**Exercise tasks:**
1: Could you retype the passage on Amanda Nielsen from "Amanda Jensine Nielsen" to "quickly gained popularity." without changing a word?
2: Can you sum up the passage on Amanda Nielsen in two sentences?

**Document excerpt:**
BEGIN
Amanda Jensine Nielsen (16 February 1866 – 2 December 1953) was a Danish cabaret singer who became famous as Holger Drachmann's muse Edith, inspiring some of his most romantic works.

==Biography==
Born on 16 February 1866 in Copenhagen's Vesterbro, Nielsen was brought up by her working-class parents Jöns Nilsson (1824–1909) and Jensine Jensdatter (1822–96). After her father was injured in an accident, she worked as a seamstress but, when 18, doubled her earnings by singing in Frederiksberg's Alleenberg Theatre, where she quickly gained popularity.

After a tour in Finland, Nielsen returned to Copenhagen where she became a star attraction at the Café Chantant. It was here that she met the poet Holger Drachmann in 1887. Despite the fact that he was married and twice her age, he adopted her as his muse, referring to her as Edith and paying tribute to her in his novel Forskrevet (1890). Shortly afterwards she began to sing at the Kisten in Tivoli but as rumours grew about her relationship, she left the country with Drachmann, settling in Hamburg, Germany, where she had her own apartment and sang in St. Pauli. She spent a number of happy years with Drachmann until 1897 when he had an affair with another young woman.

In 1898, she married the businessman Bernhard Gerlach, raising their children in Hamburg after he died. In 1947, she sent the love letters she had received from Drachmann to the Royal Danish Library. She died in Hamburg on 2 December 1953.
END
**Material shown:**
BEGIN
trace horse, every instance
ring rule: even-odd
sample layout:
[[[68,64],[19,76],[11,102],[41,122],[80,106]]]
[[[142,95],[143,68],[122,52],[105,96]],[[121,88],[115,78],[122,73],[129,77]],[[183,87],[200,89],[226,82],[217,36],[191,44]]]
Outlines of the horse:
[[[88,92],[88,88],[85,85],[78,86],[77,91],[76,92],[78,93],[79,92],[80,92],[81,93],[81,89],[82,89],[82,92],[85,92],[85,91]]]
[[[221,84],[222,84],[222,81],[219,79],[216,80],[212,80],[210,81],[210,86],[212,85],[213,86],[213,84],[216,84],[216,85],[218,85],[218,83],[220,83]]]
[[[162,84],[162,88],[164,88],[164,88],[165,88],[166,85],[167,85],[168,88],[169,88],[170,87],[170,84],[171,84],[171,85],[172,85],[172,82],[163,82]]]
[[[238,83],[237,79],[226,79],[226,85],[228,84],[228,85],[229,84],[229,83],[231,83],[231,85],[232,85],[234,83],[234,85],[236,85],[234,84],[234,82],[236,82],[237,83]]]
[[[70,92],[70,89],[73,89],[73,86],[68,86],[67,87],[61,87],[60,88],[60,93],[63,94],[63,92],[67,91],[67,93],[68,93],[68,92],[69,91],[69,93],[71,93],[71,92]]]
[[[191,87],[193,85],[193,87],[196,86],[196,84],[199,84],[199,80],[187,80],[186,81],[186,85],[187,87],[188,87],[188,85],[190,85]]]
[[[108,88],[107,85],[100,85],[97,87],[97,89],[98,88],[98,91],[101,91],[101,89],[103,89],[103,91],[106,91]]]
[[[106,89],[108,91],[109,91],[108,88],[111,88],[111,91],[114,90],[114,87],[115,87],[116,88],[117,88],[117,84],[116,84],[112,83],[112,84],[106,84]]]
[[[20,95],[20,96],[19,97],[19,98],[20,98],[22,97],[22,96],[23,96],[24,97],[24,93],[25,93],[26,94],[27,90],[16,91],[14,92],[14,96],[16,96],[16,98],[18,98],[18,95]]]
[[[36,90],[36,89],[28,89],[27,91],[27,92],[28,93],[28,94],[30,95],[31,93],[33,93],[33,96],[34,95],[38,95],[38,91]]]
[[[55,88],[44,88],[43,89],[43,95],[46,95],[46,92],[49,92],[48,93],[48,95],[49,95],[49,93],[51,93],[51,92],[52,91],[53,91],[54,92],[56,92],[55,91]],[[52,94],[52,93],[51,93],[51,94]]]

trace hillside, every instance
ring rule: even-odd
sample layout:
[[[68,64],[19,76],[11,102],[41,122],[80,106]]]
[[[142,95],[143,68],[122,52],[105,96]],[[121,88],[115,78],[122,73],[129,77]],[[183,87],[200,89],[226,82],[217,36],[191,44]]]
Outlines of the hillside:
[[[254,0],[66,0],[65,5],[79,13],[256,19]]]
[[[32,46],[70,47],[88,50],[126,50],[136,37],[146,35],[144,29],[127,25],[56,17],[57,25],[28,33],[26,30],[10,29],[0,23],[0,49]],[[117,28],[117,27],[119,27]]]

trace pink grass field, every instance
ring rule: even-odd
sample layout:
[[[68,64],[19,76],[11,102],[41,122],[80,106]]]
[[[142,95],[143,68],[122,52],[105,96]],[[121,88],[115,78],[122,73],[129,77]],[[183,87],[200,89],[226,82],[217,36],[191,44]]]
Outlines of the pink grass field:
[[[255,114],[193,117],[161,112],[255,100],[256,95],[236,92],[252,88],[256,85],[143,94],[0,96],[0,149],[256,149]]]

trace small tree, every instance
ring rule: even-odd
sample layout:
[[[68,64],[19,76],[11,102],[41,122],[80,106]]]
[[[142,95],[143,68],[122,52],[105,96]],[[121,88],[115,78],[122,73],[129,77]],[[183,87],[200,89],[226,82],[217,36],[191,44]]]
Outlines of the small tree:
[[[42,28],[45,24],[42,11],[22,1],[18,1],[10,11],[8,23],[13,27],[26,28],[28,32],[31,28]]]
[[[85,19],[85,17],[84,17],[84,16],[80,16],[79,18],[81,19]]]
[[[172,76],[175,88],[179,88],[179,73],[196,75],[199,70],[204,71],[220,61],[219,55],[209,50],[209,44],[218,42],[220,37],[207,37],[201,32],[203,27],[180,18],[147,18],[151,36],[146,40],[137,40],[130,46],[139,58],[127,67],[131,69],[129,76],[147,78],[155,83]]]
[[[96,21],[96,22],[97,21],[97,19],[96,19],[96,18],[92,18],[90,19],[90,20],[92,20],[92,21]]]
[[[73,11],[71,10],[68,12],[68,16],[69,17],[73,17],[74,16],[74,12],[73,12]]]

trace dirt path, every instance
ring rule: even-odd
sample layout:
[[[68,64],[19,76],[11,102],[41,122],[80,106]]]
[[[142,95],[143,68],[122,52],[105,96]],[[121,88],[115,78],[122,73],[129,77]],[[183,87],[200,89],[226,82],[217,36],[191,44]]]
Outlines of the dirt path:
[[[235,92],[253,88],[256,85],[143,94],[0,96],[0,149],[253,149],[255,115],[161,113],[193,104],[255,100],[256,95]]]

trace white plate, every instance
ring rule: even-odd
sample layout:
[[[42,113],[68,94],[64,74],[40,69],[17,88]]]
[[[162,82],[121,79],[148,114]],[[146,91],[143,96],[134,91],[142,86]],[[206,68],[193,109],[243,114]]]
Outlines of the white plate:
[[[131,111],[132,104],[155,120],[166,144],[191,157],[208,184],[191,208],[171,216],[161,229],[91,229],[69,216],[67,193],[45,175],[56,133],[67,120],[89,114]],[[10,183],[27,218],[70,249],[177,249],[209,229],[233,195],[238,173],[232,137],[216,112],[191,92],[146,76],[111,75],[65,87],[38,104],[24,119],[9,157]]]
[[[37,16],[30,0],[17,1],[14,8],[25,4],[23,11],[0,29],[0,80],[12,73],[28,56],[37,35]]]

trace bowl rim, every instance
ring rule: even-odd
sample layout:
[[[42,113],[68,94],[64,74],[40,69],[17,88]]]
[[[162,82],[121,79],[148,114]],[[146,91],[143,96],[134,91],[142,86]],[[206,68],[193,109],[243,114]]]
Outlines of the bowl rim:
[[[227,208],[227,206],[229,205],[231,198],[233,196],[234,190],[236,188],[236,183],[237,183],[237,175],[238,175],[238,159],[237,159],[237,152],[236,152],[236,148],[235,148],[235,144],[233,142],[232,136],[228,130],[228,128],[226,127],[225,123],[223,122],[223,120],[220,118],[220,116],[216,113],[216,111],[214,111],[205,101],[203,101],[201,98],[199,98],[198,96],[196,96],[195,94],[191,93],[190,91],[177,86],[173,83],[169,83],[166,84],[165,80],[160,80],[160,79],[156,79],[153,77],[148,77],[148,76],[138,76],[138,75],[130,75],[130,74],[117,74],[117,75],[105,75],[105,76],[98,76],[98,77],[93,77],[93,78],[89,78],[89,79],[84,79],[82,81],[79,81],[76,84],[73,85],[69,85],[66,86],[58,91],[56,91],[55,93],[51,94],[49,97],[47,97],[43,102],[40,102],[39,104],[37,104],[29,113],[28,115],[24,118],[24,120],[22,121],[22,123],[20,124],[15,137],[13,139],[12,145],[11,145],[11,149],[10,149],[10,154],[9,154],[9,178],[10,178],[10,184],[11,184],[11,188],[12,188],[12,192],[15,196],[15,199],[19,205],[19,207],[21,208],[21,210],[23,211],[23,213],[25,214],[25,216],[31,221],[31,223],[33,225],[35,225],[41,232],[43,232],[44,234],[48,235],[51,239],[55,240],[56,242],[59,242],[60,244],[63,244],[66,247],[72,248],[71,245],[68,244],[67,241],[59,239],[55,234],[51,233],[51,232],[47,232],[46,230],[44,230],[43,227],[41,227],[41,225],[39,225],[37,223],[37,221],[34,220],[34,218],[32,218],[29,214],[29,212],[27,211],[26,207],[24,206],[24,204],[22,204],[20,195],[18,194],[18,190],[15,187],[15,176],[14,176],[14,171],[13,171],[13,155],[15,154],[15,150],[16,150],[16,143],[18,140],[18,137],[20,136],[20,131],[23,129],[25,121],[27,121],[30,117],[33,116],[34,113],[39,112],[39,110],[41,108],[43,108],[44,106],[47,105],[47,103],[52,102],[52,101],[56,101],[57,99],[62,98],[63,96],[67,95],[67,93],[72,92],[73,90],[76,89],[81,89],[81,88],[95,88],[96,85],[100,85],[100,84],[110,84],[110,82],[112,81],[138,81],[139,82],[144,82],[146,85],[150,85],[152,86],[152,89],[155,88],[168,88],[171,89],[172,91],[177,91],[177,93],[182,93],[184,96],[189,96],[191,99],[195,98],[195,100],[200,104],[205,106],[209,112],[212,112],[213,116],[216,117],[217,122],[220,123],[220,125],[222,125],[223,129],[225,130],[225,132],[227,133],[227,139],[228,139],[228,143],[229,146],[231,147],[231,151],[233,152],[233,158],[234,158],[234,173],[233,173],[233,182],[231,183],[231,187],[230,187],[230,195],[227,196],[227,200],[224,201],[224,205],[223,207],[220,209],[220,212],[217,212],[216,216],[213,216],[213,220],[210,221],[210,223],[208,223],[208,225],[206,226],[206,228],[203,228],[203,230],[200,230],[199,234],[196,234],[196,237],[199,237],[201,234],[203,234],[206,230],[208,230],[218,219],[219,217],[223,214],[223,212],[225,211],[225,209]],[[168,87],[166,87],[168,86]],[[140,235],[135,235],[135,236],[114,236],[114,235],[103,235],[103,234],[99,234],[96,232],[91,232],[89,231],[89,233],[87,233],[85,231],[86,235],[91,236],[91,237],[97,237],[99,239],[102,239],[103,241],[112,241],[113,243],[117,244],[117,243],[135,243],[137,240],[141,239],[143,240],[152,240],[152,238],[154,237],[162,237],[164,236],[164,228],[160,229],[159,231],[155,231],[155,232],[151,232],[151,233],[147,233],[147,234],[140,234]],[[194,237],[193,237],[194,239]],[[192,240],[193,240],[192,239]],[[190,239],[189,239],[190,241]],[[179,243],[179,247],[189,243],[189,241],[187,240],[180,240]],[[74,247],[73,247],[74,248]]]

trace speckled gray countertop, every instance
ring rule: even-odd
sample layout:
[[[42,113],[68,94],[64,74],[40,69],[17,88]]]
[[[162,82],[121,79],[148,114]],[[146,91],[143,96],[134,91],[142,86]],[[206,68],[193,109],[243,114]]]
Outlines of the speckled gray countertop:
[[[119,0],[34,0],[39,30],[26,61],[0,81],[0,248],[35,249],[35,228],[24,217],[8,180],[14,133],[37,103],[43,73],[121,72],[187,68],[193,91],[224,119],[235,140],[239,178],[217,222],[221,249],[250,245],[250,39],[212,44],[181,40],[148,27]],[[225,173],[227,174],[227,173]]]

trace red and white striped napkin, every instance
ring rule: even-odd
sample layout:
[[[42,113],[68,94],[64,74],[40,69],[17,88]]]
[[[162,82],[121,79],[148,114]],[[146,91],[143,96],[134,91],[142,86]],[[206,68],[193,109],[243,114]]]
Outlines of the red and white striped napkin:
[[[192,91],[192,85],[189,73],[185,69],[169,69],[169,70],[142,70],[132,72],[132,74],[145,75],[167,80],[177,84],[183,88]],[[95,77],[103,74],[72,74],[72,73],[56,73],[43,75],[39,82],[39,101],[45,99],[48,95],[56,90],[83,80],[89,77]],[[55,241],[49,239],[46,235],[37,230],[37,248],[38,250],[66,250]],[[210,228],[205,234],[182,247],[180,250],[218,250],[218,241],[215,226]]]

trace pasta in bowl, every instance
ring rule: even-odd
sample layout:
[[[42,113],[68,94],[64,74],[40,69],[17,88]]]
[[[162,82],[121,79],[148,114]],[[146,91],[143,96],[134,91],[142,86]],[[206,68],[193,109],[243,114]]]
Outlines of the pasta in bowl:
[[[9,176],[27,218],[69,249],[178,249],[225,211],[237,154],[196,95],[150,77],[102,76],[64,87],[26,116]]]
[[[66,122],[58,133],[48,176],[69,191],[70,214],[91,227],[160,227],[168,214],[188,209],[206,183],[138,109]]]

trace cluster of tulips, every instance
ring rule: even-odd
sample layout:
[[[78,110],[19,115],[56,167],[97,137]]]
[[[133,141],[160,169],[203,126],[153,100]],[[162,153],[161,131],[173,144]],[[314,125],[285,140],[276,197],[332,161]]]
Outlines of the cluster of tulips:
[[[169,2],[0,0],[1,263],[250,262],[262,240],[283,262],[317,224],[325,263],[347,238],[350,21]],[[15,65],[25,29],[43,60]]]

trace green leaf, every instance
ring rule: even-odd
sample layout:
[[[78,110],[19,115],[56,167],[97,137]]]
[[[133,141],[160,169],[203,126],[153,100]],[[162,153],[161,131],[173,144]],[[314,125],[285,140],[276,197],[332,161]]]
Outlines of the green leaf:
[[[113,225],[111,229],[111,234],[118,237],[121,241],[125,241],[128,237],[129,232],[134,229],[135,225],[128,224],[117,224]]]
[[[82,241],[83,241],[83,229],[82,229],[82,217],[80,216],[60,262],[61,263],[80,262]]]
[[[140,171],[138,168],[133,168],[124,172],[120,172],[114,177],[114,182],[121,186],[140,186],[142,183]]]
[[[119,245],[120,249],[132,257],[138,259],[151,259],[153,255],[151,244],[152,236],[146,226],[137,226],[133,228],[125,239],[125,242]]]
END
**Answers to each task:**
1:
Amanda Jensine Nielsen (16 February 1866 – 2 December 1953) was a Danish cabaret singer who became famous as Holger Drachmann's muse Edith, inspiring some of his most romantic works.

==Biography==
Born on 16 February 1866 in Copenhagen's Vesterbro, Nielsen was brought up by her working-class parents Jöns Nilsson (1824–1909) and Jensine Jensdatter (1822–96). After her father was injured in an accident, she worked as a seamstress but, when 18, doubled her earnings by singing in Frederiksberg's Alleenberg Theatre, where she quickly gained popularity.

2: Amanda Jensine Nielsen, born in Copenhagen in 1866 to working-class parents, was a Danish cabaret singer who became a star at the Café Chantant, where in 1887 she met the poet Holger Drachmann, who made her his muse and called her Edith. She left Denmark with him for Hamburg and spent happy years with him until his affair with another young woman in 1897, then married the businessman Bernhard Gerlach in 1898, sent Drachmann's love letters to the Royal Danish Library in 1947, and died in Hamburg in 1953.